It is not in dispute that the stay order remained in operation till the disposal of the petition.
The petition was then amended and the constitutional validity of Rules 9 and 49 of Central Excise Rules, 1944 (hereinafter referred to as 'the Rules') and Section 51 of Finance Act, 1982 was challenged. The petition was heard by the Division Bench and by judgment reported in M/s Davangere Cotton Mills Ltd. v. Union of India [1986 (7) ECR 137 (Karnataka) = ILR 1987 (2) Karnataka p. 1113] the petition was dismissed. The Division Bench upheld the validity of Rules 9 and 49 as amended by Finance Act. The Division Bench also held that the decision of the Delhi High Court, on which relief in the petition was based, is no longer good law in view of the decision of the Supreme Court in M/s J.K. Cotton Spinning and Weaving Mills Ltd. and Anr. v. Union of India and Others . The Division Bench while dismissing the petition observed in para 47 of the judgment that the interim order stands terminated and the department is entitled to adjudicate and recover the amounts that may be found due for the period during which the interim relief was in operation. The Division Bench further observed that the Mills cannot plead bar of limitation and it is open for the department to recover all amounts due from the date of grant of interim-relief.
3. The Mills had opted for advantage of the procedure prescribed under Chapter VII-A of the Rules and were filing the returns as contemplated under Rule 173-G(1)(iii) of the Rules at the end of each month. The returns were filed in Form RT-12 prepared under Rule 173G of the Rules. Rule 173-I provides that the officer on the basis of the information contained in the returns filed by the assessee under sub-rule (iii) of Rule 173G(1) shall assess the duty due on the goods removed and complete the assessment memorandum on the returns. The Rule further provides that the assessee shall pay the deficiency of the duty determined within 10 days of receipt of the copy of the returns. Inspite of the order of stay granted by this Court from levy and collection of duty, the Mills had filed Form RT-12 from month to month. The assessment memorandum is printed at the foot of the form. While filing the return the Mills made an endorsement on the form that yarn was removed to weaving section without paying excise duty in pursuance of the stay order granted by the High Court. the Central Excise Officer therefore did not complete the assessment. RT-12 form clearly sets out the quantity removed without payment of duty during each month.
After the dismissal of the writ petition preferred by the Mills and after the stay order for levy and collection stood vacated, the Superintendent of Central Excise by letter dated May 2, 1986 informed the Mills that a sum of Rs. 2,11,86,467.27 is due for the period commencing from September 1981 ending with July 20, 1985 for the clearance of cotton yarn, Cellulosic spun yarn and non-cellulosic spun yarn captively consumed by the Mills for the manufacture of fabrics without payment of duty. The Mills were called upon to make payment within a period of ten days. The demand letter was also accompanied by detailed worksheets setting out how the amount of duty was calculated. The calculations were made on the basis of returns filed by the Mills. There was no dispute about the rate at which the duty was payable.

[Records]

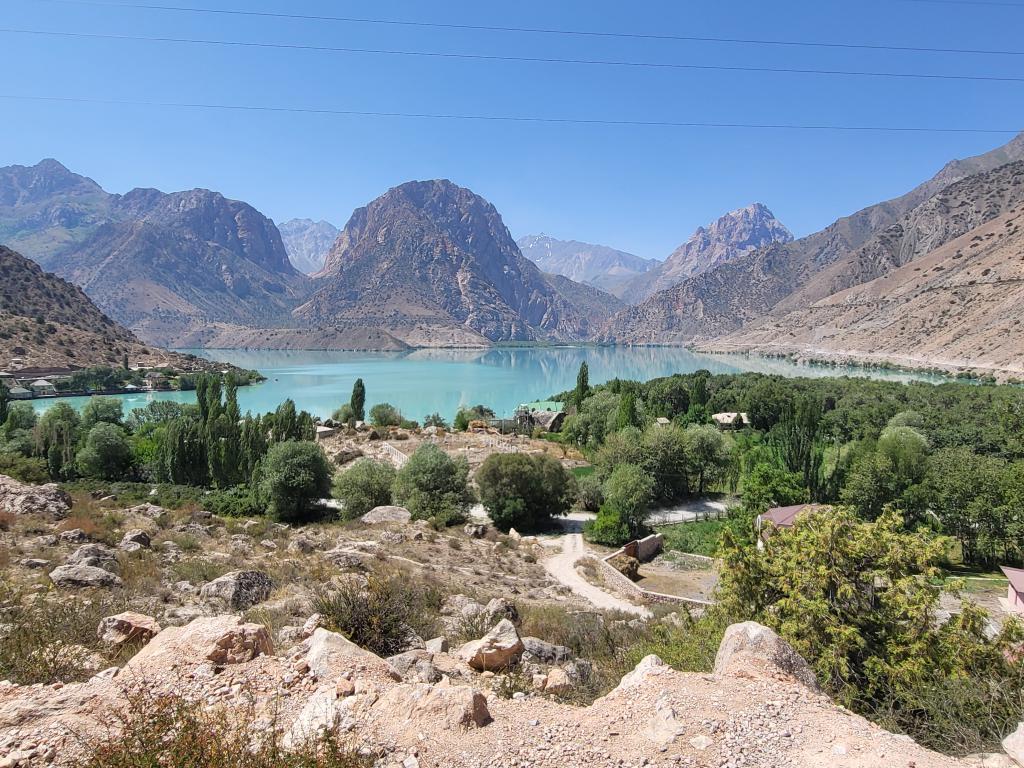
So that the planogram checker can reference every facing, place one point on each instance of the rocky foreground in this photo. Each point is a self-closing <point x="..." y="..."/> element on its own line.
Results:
<point x="761" y="707"/>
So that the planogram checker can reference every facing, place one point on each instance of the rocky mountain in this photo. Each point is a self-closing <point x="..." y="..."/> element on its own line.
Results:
<point x="49" y="323"/>
<point x="942" y="287"/>
<point x="432" y="263"/>
<point x="307" y="243"/>
<point x="733" y="235"/>
<point x="164" y="265"/>
<point x="748" y="288"/>
<point x="600" y="266"/>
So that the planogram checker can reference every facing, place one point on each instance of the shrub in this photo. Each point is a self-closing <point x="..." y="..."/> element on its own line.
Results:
<point x="524" y="492"/>
<point x="107" y="454"/>
<point x="433" y="485"/>
<point x="294" y="475"/>
<point x="622" y="516"/>
<point x="385" y="614"/>
<point x="385" y="415"/>
<point x="364" y="485"/>
<point x="33" y="471"/>
<point x="167" y="730"/>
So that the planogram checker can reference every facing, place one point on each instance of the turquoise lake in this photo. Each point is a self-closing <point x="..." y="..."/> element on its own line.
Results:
<point x="426" y="381"/>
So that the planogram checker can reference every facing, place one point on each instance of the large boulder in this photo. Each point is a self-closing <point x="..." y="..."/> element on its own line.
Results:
<point x="451" y="707"/>
<point x="128" y="628"/>
<point x="499" y="649"/>
<point x="135" y="540"/>
<point x="1014" y="744"/>
<point x="221" y="640"/>
<point x="44" y="501"/>
<point x="96" y="556"/>
<point x="750" y="647"/>
<point x="239" y="590"/>
<point x="387" y="514"/>
<point x="84" y="576"/>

[Task description]
Rewrite the excise duty judgment from "After the dismissal" up to and including "duty was payable.", putting "statements" in place of "worksheets".

[Answer to this task]
After the dismissal of the writ petition preferred by the Mills and after the stay order for levy and collection stood vacated, the Superintendent of Central Excise by letter dated May 2, 1986 informed the Mills that a sum of Rs. 2,11,86,467.27 is due for the period commencing from September 1981 ending with July 20, 1985 for the clearance of cotton yarn, Cellulosic spun yarn and non-cellulosic spun yarn captively consumed by the Mills for the manufacture of fabrics without payment of duty. The Mills were called upon to make payment within a period of ten days. The demand letter was also accompanied by detailed statements setting out how the amount of duty was calculated. The calculations were made on the basis of returns filed by the Mills. There was no dispute about the rate at which the duty was payable.